**TASK INSTRUCTIONS**: Convert the data below into a numbered list with one entry per line, omitting any blank lines.

Raw records:
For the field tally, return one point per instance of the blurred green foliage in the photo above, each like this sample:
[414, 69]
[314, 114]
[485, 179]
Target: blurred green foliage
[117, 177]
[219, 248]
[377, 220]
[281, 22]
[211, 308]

**RESULT OF THIS TASK**:
1. For the field tally, return one point per instance of the blurred green foliage in the photo above, each like this sample:
2. [414, 69]
3. [314, 114]
4. [485, 179]
5. Target: blurred green foliage
6. [117, 177]
7. [219, 248]
8. [377, 220]
9. [281, 22]
10. [211, 308]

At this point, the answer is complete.